Render every line of the items below as a Markdown table with two columns, Row and Line. Number the rows and leave out blank lines.

— begin —

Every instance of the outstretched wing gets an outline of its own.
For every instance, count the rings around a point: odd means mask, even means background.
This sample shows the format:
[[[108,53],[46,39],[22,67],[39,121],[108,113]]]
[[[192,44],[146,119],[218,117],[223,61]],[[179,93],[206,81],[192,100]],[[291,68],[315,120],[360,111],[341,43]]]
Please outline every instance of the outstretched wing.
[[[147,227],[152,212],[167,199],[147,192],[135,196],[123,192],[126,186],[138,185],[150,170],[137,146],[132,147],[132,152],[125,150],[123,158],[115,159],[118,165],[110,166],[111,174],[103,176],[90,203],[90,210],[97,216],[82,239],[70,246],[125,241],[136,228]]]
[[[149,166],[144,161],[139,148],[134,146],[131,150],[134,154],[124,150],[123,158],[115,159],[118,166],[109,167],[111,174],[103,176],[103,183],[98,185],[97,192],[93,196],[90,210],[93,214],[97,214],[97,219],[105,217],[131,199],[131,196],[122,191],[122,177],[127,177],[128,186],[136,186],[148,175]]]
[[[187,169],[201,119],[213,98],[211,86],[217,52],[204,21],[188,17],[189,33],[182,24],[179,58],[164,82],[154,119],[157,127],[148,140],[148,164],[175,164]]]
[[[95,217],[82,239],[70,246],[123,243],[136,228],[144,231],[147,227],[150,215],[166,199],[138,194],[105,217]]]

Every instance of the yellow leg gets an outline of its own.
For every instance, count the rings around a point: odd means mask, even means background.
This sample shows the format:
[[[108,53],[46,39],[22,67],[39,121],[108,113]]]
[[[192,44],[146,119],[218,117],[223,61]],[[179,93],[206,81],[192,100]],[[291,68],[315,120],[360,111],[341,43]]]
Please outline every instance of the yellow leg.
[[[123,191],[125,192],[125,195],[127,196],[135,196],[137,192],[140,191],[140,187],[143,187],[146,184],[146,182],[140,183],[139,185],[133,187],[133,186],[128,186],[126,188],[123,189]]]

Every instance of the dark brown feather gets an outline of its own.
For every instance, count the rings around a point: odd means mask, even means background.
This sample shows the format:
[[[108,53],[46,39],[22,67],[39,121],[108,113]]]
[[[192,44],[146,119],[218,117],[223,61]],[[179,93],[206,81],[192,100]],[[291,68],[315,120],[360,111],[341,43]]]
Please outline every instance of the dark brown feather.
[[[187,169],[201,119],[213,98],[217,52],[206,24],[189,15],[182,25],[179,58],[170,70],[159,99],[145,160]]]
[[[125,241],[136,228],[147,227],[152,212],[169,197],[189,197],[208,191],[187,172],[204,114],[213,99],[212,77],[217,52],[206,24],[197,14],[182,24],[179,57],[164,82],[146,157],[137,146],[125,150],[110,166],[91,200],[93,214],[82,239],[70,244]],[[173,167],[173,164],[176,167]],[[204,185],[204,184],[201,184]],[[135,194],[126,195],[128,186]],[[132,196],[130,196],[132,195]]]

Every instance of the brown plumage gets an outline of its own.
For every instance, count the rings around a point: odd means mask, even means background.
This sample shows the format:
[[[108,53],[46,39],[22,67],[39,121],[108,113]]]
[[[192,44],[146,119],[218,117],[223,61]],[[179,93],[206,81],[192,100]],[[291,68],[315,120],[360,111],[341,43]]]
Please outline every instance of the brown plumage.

— end —

* Full output:
| Row | Line |
|---|---|
| 1 | Every instance of the outstretched wing gets an outline of its own. |
| 2 | For every instance, count the rings around a point: odd means mask, even means background. |
| 3 | This sample shows the format: |
| 4 | [[[108,53],[46,39],[22,67],[39,121],[108,113]]] |
| 5 | [[[192,44],[146,119],[218,117],[223,61]],[[179,93],[206,81],[192,100]],[[291,68],[315,120],[360,111],[341,43]]] |
| 6 | Please outline every instance of the outstretched wing. |
| 7 | [[[147,227],[152,212],[167,199],[147,192],[135,196],[123,192],[126,186],[138,185],[150,170],[137,146],[132,147],[132,152],[125,150],[123,158],[115,159],[118,165],[110,166],[111,174],[103,176],[90,203],[90,210],[97,216],[82,239],[70,246],[125,241],[136,228]]] |
| 8 | [[[149,166],[144,161],[139,148],[134,146],[131,150],[134,154],[124,150],[123,158],[115,159],[118,166],[109,167],[111,174],[103,176],[103,183],[98,185],[97,192],[93,196],[90,210],[93,214],[97,214],[97,219],[105,217],[131,199],[131,196],[122,191],[122,177],[127,177],[128,186],[136,186],[148,175]]] |
| 9 | [[[187,169],[201,119],[213,98],[211,86],[217,52],[204,21],[188,17],[189,33],[182,24],[179,58],[164,82],[154,119],[157,127],[148,140],[148,164],[175,164]]] |
| 10 | [[[95,217],[82,239],[70,246],[123,243],[136,228],[144,231],[147,227],[150,215],[166,199],[138,194],[105,217]]] |
| 11 | Every instance of the yellow leg gets an outline of its own. |
| 12 | For every instance, count the rings around a point: odd means mask, even means background. |
| 13 | This sample shows the format: |
| 14 | [[[108,53],[46,39],[22,67],[39,121],[108,113]]] |
| 15 | [[[192,44],[146,119],[218,117],[223,61]],[[179,93],[206,81],[192,100]],[[291,68],[315,120],[360,111],[341,43]]] |
| 16 | Please outline every instance of the yellow leg. |
| 17 | [[[123,191],[125,192],[125,195],[127,196],[135,196],[137,192],[140,191],[140,187],[143,187],[146,184],[146,182],[140,183],[139,185],[133,187],[133,186],[128,186],[126,188],[123,189]]] |
| 18 | Every instance of the dark brown feather gets an outline of its own. |
| 19 | For every instance, count the rings around a point: odd means mask, even means background. |
| 20 | This sample shows the format: |
| 21 | [[[108,53],[46,39],[22,67],[39,121],[108,113]]] |
| 22 | [[[192,44],[146,119],[218,117],[223,61]],[[179,93],[206,81],[192,100]],[[291,68],[315,120],[360,111],[341,43]]] |
| 23 | Please outline every instance of the dark brown feather. |
| 24 | [[[187,169],[201,119],[213,98],[217,52],[206,24],[189,15],[182,25],[179,58],[170,70],[159,99],[145,160]]] |
| 25 | [[[125,241],[136,228],[147,227],[152,212],[169,197],[189,197],[208,191],[187,172],[204,114],[213,99],[212,77],[217,52],[206,24],[197,14],[182,24],[179,57],[164,82],[146,157],[137,146],[125,150],[110,166],[91,200],[93,214],[82,239],[70,244]],[[173,167],[173,164],[176,167]],[[204,185],[204,184],[201,184]],[[135,194],[126,195],[128,186]],[[132,196],[130,196],[132,195]]] |
| 26 | Every instance of the brown plumage gets an outline of its own. |
| 27 | For every instance, count the rings around a point: odd means mask, even means background. |
| 28 | This sample shows the format: |
| 29 | [[[108,53],[46,39],[22,67],[39,121],[108,113]]] |
| 30 | [[[192,44],[146,119],[218,117],[223,61]],[[179,93],[206,81],[192,100]],[[291,68],[315,120],[360,111],[341,43]]] |
| 31 | Please outline every instance of the brown plumage. |